#### Document passage
But, I'm having a hard time of understanding how to retrieve the data. When a user subscribes to the chat channel, I don't want him/her to receive all the chat logs at once. Only the most recent. How would I go about this?
Firstly, you need the server to talk to the client instead of HTTP polling. HTML5 has server-sent events (SSE) but there's a much better way.
Websockets is the way forward. This way the server can broadcast new chat messages to all clients. npm's socket.io is a great websockets implementation. Moreover, if websockets is not available on the browser (think crappy browsers) it falls back to HTTP polling and failing that it has further fallbacks for really crappy browsers.
Very happily for you, the socket.io hello world app is a chat app. You can see it here and follow the simple tutorial - https://socket.io/get-started/chat/
You can integrate socket.io into Angular very easily. As events are received by the client from the server you can emit these events to an RxJS Subject and anything can subscribe to this subject.
########
#### Given data
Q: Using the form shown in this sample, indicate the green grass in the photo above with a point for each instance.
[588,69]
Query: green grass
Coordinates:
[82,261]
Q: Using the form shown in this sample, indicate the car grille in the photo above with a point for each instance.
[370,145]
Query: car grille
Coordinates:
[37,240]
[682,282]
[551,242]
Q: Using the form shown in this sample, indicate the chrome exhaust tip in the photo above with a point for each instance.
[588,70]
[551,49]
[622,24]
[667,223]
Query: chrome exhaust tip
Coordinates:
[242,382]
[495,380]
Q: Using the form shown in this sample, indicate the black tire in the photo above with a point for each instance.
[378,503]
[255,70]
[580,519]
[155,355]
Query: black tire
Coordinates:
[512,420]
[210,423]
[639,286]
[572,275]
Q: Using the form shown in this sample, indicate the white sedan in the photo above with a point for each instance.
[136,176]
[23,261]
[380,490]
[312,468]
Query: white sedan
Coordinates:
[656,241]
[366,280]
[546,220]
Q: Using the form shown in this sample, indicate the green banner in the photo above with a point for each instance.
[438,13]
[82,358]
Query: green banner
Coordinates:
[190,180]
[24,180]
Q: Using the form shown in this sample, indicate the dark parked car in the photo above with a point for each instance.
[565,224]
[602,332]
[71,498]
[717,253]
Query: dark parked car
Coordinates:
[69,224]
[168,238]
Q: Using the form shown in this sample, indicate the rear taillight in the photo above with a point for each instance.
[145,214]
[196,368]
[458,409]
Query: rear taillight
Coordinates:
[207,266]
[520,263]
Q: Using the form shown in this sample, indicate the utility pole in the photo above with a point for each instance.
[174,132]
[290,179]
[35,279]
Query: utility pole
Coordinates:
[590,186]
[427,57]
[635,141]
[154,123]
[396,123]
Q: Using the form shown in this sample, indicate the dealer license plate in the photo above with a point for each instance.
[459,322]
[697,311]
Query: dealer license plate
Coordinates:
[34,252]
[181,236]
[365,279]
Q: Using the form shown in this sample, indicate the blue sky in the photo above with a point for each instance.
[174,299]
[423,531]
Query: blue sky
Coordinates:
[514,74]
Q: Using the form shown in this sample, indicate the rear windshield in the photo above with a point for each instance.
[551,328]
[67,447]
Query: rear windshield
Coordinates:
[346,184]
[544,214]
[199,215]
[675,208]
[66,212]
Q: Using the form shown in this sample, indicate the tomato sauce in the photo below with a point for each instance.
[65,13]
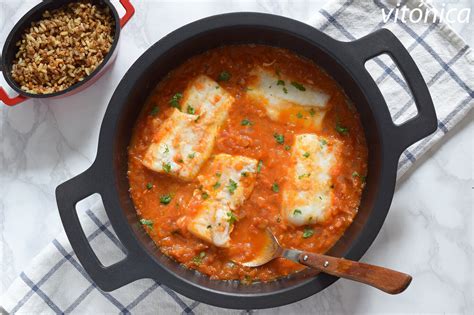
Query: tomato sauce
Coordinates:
[262,209]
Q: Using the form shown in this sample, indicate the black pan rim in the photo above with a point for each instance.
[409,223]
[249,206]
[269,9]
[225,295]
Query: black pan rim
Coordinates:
[102,171]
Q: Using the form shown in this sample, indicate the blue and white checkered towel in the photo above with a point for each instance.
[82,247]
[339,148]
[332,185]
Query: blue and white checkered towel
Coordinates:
[56,282]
########
▶ **Request**: Resume the passage on delivering chat messages with websockets, starting right after its final sentence. The rows have no connection to the passage about delivering chat messages.

▶ **Result for this task**:
See this Angular info on using RxJS Subjects for inter-component communication - https://angular.io/guide/component-interaction#parent-and-children-communicate-via-a-service
OK, that's the easy part done. What about getting the messages before the user joined the chat channel. Server side, you should look at message queuing. I'm not greatly experienced here but techs like RabbitMQ are what you need. That should do it but, on the client-side, I would also take a look at RxJS Replay Subjects (a different type of Subject) which can emit events that happened before subscription.
TIP: If you are really going pro you should be using a client-side Angular store such as ngrx. Free tutorials here tend to be rubbish. I would recommend investing in the ngrx tutorial on Udemy. ngrx is what the pro's use.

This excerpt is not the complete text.